Region pointing data:
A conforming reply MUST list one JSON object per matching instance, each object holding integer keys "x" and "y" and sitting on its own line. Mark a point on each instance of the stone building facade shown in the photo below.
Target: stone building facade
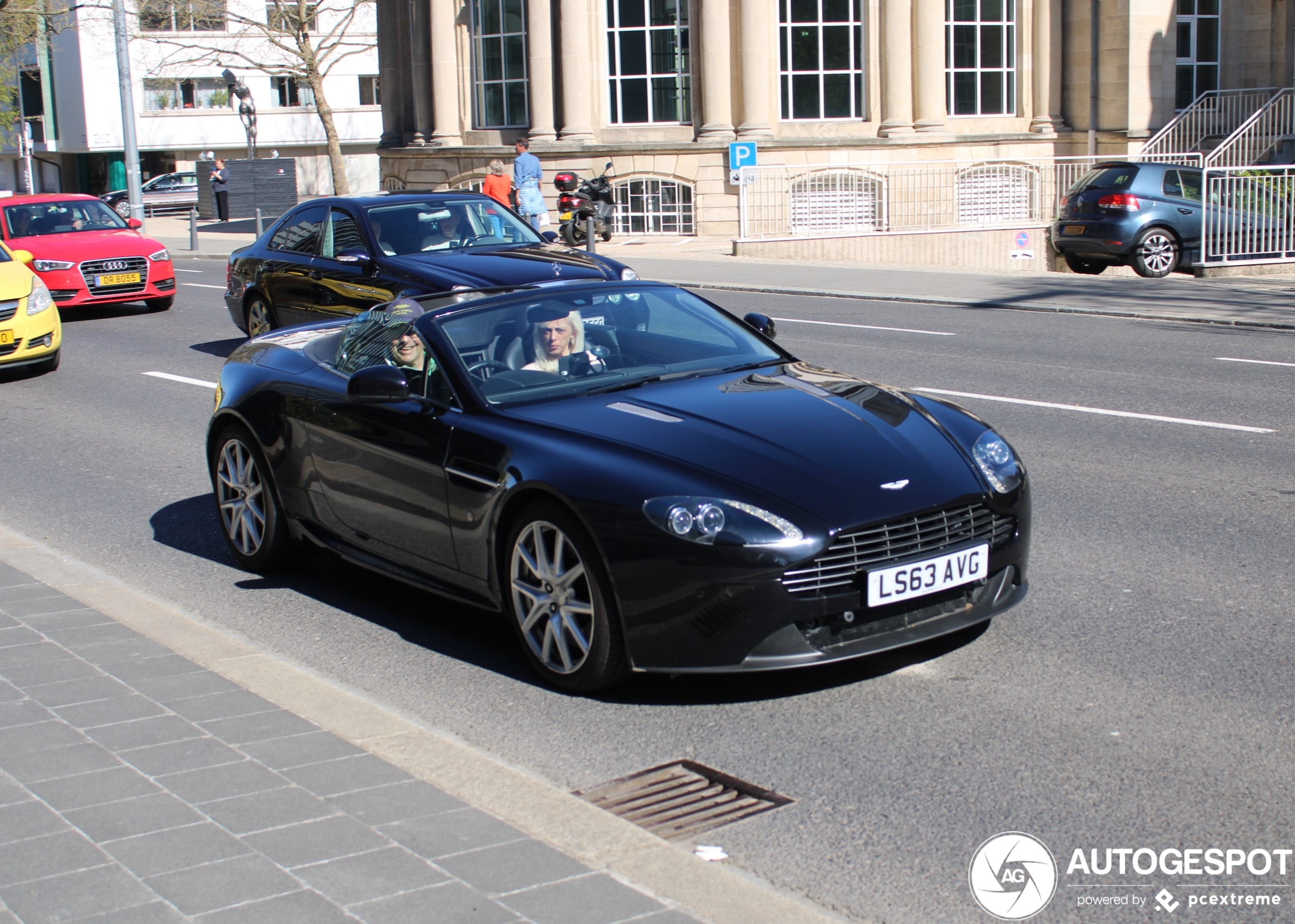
{"x": 661, "y": 87}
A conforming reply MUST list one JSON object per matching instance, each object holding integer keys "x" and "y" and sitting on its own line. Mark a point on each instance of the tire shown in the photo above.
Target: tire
{"x": 260, "y": 317}
{"x": 561, "y": 614}
{"x": 248, "y": 507}
{"x": 1157, "y": 253}
{"x": 1085, "y": 267}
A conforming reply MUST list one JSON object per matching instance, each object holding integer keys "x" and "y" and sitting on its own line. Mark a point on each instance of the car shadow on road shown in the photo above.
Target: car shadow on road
{"x": 486, "y": 640}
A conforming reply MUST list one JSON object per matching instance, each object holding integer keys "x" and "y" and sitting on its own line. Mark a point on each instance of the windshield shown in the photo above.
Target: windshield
{"x": 559, "y": 345}
{"x": 446, "y": 226}
{"x": 60, "y": 218}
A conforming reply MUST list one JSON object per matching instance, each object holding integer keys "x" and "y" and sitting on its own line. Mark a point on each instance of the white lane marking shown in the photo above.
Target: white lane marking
{"x": 1260, "y": 362}
{"x": 1101, "y": 410}
{"x": 865, "y": 327}
{"x": 182, "y": 379}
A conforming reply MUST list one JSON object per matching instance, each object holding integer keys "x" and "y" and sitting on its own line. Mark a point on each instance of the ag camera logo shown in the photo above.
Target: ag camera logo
{"x": 1013, "y": 877}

Exercise goal - Starting at the line that contains "Target: white lane marking", write out every line through the last one in the data above, exactly as it stands.

Output of the task -
Target: white lane marking
{"x": 1260, "y": 362}
{"x": 1101, "y": 410}
{"x": 865, "y": 327}
{"x": 182, "y": 379}
A conforming reply MUST list one JSON object per matching instance, each object holding integer keys "x" and "y" and sitting on its own line. Mark a point on each instance of the ag camera logo shown in the photo above.
Target: ag camera logo
{"x": 1013, "y": 877}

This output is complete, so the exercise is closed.